== Task description ==
Scan the records for the line containing "Could you mark every instance of the jet"; extract it and all later lines, verbatim, through the end, and nothing before it.

· · · ·

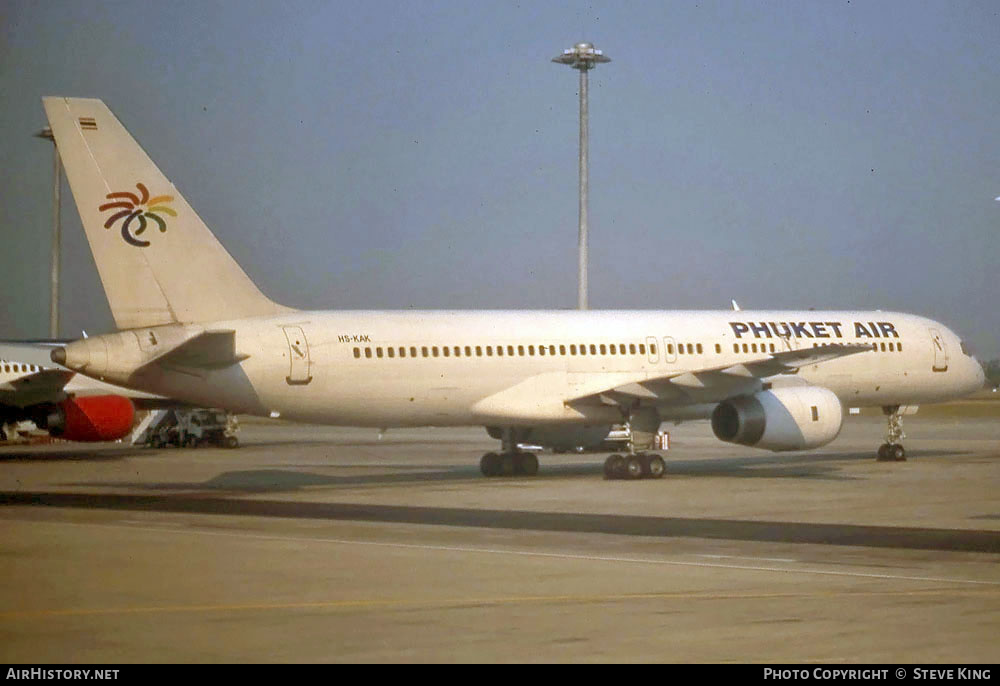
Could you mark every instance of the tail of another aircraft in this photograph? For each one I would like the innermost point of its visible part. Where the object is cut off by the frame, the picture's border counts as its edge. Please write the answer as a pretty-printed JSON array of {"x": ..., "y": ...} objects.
[{"x": 158, "y": 261}]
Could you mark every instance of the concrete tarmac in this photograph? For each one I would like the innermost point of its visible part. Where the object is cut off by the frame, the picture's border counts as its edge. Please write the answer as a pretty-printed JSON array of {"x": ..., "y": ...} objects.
[{"x": 318, "y": 544}]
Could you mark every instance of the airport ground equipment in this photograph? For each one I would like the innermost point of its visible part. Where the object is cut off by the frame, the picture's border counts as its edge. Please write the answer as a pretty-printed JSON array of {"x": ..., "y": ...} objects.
[{"x": 188, "y": 428}]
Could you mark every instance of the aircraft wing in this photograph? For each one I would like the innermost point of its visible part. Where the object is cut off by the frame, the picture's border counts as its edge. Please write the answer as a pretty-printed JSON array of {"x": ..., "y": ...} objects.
[
  {"x": 715, "y": 383},
  {"x": 43, "y": 386}
]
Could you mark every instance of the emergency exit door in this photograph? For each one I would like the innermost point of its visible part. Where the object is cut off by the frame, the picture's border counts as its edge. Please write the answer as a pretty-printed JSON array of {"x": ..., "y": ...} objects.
[{"x": 298, "y": 355}]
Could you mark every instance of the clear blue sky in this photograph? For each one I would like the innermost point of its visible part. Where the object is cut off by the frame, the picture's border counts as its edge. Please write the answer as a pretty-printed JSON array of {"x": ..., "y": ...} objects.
[{"x": 423, "y": 154}]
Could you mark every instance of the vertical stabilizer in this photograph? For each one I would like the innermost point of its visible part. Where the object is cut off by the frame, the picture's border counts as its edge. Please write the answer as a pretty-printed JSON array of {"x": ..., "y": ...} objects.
[{"x": 158, "y": 261}]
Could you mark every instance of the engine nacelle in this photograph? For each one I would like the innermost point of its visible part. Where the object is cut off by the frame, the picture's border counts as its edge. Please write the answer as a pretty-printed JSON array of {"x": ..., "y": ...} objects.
[
  {"x": 558, "y": 437},
  {"x": 91, "y": 418},
  {"x": 796, "y": 418}
]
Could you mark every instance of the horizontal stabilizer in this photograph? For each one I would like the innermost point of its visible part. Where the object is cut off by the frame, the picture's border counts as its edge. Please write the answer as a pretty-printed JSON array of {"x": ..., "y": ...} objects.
[
  {"x": 207, "y": 350},
  {"x": 43, "y": 386}
]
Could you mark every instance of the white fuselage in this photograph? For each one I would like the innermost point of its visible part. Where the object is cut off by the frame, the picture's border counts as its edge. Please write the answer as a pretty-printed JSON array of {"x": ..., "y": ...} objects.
[{"x": 384, "y": 369}]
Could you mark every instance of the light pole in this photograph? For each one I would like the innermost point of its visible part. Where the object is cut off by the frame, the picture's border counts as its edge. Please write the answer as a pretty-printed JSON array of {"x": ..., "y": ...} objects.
[
  {"x": 582, "y": 57},
  {"x": 46, "y": 133}
]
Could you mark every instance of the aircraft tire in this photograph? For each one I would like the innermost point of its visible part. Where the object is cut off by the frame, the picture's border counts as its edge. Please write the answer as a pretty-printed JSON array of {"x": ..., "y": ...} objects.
[
  {"x": 526, "y": 463},
  {"x": 614, "y": 467},
  {"x": 653, "y": 466},
  {"x": 489, "y": 464},
  {"x": 633, "y": 467}
]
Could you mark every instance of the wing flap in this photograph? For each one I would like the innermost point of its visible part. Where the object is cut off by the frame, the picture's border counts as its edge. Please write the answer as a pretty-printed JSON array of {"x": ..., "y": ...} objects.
[{"x": 714, "y": 383}]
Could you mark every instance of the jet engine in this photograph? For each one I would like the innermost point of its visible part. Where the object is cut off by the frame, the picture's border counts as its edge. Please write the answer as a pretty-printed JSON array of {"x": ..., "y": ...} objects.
[
  {"x": 795, "y": 418},
  {"x": 90, "y": 418}
]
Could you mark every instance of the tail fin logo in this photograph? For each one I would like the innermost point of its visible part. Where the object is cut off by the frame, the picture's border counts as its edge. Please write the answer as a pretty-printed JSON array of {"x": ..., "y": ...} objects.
[{"x": 136, "y": 209}]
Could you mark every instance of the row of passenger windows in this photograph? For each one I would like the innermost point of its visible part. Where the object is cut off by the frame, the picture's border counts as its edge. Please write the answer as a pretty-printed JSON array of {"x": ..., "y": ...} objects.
[
  {"x": 508, "y": 350},
  {"x": 573, "y": 349},
  {"x": 18, "y": 368}
]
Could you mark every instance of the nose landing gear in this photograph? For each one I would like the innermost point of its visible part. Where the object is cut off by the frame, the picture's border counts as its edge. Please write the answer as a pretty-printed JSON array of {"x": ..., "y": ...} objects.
[{"x": 892, "y": 450}]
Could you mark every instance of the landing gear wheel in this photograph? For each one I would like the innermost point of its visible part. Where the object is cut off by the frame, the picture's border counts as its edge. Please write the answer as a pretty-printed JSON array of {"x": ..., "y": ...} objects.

· · · ·

== Result for this task ==
Could you mark every instance of the jet engine in this photograph? For each one I would like the innermost point of its visible part. Where the object is cut off by the frame, the picture's border counts as its edge. Please write the answer as a pretty-printed JSON array of {"x": ..., "y": ...} objects.
[
  {"x": 795, "y": 418},
  {"x": 90, "y": 418}
]
Could you mark every instance of the tail fin logo in this photograph? For each one I would like the innermost point of its visible part. Where the object is cut off by the frame, the picture's border counts as its edge. Please write the answer as a pretty-printed JSON array of {"x": ..., "y": ...} objects.
[{"x": 136, "y": 209}]
Could you mark every instance of the row of passenger windows in this photograph? For each one I would like the innermost point of its visible part. Where the object is cut off by the frame, the picture's border counts as its edge. Please write the answer as a pretty-printed JSON array of {"x": ..., "y": ...} objects.
[
  {"x": 508, "y": 350},
  {"x": 573, "y": 349},
  {"x": 18, "y": 368}
]
Could you mark every instance of the nose landing gear in this photograph? For each one I would like the innermost point of its visible part. Where the object is cut off by the frame, the picture's border counts as its edge. Please write the answer as a pretty-printed JSON array of {"x": ..., "y": ...} objects.
[{"x": 892, "y": 450}]
Could you mark every instance of the landing gear wheel in this photograph? For each one I would like the innermost point of its visible part. Where the object is cut off by the frame, the picture's border counts as its edge. Please write the answer as a pretty-printed JSON array of {"x": ..., "y": ...} objects.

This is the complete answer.